Socioeconomic indicators
- • HDI (2010): 0.672
- • GDP per capita (2023): R$49,027.83
- Time zone: UTC−3 (BRT)
- Postal code: 38288-000
- Area code: 34
- Website: www.uniaodeminas.mg.gov.br

= União de Minas =

Municipality in Minas Gerais, Brazil

União de Minas is a municipality in the Triângulo Mineiro of western Minas Gerais, Brazil. It belongs to the Immediate Geographic Region of Iturama and the Intermediate Geographic Region of Uberaba. The municipality covers 1147.407 km2. Its population was 3,828 in the 2022 census and was estimated at 3,818 in 2025.

The settlement began near a place called Casinhas and was later called Porteirão, Bela Vista do Porteirão, and União. It became a district of Iturama in 1976. União de Minas was created as a municipality in 1995 and installed in 1997. The municipality consists only of its seat district.

== History ==
The settlement grew near Casinhas during the 1920s and 1930s. It was first called Porteirão, then Bela Vista do Porteirão, and later União.

State Law No. 6,769 created the district of União under Iturama on 13 May 1976. State Law No. 12,030 separated the district from Iturama and created the municipality of União de Minas on 21 December 1995. The municipality was installed on 1 January 1997.

> GIVEN INFORMATION:
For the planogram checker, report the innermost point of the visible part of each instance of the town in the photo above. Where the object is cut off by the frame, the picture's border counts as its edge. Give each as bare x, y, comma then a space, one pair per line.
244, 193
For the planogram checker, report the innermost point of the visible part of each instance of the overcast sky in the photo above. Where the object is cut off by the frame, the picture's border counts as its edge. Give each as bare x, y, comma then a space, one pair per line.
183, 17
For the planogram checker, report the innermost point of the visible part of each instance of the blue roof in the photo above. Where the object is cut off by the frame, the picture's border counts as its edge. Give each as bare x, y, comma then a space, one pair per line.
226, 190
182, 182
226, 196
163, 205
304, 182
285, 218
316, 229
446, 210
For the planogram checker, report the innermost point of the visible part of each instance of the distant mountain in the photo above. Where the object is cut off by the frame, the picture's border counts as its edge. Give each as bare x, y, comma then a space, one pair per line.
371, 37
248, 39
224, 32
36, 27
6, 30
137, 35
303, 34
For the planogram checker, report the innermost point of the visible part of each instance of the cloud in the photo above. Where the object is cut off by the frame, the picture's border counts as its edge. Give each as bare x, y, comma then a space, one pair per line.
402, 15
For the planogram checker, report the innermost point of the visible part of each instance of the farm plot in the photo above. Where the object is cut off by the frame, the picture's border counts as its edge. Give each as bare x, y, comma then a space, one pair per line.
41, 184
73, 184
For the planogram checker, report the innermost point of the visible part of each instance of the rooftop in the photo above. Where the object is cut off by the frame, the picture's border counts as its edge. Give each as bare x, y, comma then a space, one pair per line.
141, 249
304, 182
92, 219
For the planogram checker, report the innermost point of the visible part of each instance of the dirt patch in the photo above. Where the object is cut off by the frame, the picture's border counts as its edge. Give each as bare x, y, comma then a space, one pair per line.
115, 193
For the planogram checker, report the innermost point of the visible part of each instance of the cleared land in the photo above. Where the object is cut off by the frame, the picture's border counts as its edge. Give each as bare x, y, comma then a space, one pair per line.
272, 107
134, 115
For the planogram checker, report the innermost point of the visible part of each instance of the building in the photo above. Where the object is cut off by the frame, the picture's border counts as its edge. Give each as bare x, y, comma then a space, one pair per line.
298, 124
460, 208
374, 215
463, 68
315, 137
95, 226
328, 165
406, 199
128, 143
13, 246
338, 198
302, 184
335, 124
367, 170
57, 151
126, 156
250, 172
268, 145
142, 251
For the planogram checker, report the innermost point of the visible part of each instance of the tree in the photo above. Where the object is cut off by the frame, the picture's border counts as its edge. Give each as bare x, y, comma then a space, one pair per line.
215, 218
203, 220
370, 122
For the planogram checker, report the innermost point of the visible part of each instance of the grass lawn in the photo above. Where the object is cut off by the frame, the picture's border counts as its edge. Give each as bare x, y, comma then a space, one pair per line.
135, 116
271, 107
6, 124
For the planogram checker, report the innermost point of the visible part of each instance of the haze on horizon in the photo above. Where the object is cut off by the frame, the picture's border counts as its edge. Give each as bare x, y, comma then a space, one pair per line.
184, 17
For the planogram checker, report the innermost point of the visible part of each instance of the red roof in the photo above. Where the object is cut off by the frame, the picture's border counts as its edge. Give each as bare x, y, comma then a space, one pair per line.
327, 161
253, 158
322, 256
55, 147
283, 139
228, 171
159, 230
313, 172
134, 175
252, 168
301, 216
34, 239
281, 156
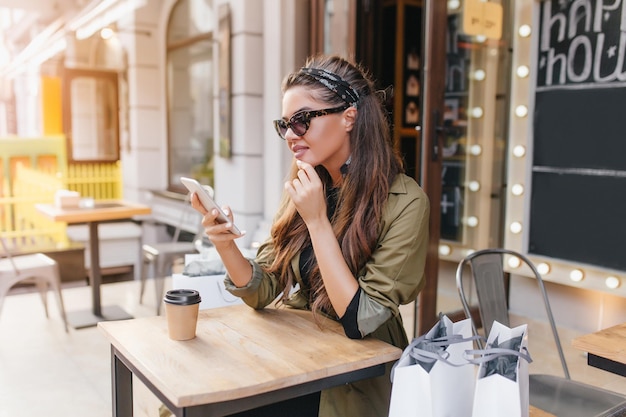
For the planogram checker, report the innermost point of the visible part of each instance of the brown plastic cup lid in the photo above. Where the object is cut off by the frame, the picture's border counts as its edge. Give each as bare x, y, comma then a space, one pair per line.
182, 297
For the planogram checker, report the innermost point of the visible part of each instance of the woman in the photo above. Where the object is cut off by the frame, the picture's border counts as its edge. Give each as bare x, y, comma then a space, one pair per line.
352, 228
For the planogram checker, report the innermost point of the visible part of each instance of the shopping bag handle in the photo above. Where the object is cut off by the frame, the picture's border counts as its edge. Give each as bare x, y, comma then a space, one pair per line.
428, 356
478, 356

> TASK ITEM A: According to the União de Minas article, what was the municipality's population in the 2022 census?
> TASK ITEM B: Rewrite the paragraph of the União de Minas article that begins "State Law No. 6,769" as a short list.
The data has no connection to the União de Minas article.

> EXERCISE SOLUTION A: 3,828

> EXERCISE SOLUTION B:
- 13 May 1976: State Law No. 6,769 created the district of União under Iturama.
- 21 December 1995: State Law No. 12,030 separated the district from Iturama and created the municipality of União de Minas.
- 1 January 1997: The municipality was installed.